(Referring expression data)
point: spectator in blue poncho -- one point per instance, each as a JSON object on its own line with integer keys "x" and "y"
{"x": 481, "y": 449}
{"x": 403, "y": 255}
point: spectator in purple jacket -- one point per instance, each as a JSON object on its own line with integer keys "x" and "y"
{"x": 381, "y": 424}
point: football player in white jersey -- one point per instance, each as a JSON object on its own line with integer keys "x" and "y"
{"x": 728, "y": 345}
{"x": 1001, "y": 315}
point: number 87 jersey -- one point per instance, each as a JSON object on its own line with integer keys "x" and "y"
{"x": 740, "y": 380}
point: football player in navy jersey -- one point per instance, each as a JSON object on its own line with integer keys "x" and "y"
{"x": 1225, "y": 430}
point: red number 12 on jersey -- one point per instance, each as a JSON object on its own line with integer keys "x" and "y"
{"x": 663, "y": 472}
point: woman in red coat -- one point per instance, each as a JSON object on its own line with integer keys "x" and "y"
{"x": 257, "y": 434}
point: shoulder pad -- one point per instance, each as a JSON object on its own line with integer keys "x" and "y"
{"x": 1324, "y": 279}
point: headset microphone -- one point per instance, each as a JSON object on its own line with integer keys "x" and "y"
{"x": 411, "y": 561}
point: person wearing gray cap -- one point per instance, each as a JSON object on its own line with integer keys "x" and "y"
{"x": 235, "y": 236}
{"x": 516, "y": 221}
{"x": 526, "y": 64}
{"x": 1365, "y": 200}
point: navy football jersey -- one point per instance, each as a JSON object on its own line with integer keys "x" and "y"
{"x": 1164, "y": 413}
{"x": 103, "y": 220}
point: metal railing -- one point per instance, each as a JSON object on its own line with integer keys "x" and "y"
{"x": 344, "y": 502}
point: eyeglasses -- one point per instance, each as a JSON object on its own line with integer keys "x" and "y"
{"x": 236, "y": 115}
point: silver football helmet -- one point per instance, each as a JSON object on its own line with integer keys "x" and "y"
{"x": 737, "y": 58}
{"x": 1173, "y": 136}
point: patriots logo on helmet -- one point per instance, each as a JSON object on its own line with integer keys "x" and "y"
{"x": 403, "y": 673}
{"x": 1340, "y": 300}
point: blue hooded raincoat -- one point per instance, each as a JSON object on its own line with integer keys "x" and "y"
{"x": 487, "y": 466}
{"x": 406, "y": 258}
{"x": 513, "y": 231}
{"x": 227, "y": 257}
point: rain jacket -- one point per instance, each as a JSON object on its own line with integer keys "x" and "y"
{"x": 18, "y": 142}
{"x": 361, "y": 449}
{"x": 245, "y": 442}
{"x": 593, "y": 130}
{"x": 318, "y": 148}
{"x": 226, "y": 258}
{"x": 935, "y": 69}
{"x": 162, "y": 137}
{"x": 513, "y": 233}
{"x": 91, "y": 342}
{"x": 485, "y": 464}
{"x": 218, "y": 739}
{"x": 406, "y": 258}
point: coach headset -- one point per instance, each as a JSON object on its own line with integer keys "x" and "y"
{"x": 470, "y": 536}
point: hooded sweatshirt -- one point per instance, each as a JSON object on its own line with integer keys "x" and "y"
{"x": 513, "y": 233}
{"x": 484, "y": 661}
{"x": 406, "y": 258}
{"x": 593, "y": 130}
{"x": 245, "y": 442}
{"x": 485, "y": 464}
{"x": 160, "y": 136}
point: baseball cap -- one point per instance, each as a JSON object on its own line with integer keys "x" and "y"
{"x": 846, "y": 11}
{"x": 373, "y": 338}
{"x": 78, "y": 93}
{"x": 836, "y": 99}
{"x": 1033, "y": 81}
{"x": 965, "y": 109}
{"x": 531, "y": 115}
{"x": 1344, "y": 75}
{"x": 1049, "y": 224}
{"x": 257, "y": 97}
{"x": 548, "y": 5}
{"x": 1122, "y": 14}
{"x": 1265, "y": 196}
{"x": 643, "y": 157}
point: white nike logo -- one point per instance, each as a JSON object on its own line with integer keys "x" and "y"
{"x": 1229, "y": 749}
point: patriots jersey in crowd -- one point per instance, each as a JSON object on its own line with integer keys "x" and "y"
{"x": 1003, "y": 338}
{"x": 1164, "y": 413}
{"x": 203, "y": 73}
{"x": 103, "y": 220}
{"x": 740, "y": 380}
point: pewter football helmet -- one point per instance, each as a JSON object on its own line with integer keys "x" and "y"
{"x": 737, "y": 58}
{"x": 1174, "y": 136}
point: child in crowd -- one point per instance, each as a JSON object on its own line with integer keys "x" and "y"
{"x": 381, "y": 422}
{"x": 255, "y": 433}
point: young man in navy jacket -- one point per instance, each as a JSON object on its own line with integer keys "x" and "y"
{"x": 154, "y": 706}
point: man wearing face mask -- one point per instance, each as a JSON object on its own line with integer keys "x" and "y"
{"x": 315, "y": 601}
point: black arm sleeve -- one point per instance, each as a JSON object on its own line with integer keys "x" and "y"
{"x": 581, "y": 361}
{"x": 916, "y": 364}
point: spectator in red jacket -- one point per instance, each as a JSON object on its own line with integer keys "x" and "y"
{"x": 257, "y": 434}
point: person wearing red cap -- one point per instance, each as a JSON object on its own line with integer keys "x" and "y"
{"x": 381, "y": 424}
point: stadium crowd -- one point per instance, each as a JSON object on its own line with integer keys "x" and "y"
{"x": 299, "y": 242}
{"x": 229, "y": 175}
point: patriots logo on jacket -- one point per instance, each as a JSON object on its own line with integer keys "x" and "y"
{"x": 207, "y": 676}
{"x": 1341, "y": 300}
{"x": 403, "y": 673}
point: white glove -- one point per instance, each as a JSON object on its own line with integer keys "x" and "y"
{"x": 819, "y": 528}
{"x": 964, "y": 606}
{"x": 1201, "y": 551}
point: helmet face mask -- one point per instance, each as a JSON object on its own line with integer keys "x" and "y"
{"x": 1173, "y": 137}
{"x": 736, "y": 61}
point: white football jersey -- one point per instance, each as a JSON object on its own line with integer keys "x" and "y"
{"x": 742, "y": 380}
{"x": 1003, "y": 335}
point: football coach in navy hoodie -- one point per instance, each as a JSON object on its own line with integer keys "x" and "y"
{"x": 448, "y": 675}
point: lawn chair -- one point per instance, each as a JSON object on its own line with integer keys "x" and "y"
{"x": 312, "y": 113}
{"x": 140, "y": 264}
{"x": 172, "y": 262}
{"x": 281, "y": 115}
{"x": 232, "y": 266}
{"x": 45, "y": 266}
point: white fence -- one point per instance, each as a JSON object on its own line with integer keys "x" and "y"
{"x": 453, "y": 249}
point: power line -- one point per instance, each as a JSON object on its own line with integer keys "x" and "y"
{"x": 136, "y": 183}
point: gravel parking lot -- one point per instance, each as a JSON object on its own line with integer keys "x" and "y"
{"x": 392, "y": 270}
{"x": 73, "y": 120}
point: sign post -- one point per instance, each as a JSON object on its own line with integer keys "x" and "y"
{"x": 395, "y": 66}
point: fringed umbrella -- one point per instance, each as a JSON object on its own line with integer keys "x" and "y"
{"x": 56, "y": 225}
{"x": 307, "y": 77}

# The problem
After locating the line with "point: lawn chair" in the records above, please set down that line and all later ones exactly, and no other line.

# Written response
point: lawn chair -- one point per instance, each as a JSON object on its own line with integer keys "x" and "y"
{"x": 312, "y": 113}
{"x": 140, "y": 264}
{"x": 172, "y": 262}
{"x": 281, "y": 115}
{"x": 232, "y": 266}
{"x": 45, "y": 266}
point: white fence -- one point per instance, each as a JSON object on its own line with integer keys "x" and "y"
{"x": 453, "y": 249}
point: power line -- one point per instance, each as a JSON object on its own line with integer keys "x" and "y"
{"x": 136, "y": 183}
point: gravel parking lot -- one point per instance, each as a JSON object on its own line with integer keys "x" and "y"
{"x": 392, "y": 270}
{"x": 73, "y": 120}
point: sign post -- one point per instance, each as a JSON object on its own line with integer keys "x" and "y"
{"x": 395, "y": 66}
point: fringed umbrella -- one point per instance, each as a JSON object on its own line with integer keys "x" and "y"
{"x": 56, "y": 225}
{"x": 307, "y": 77}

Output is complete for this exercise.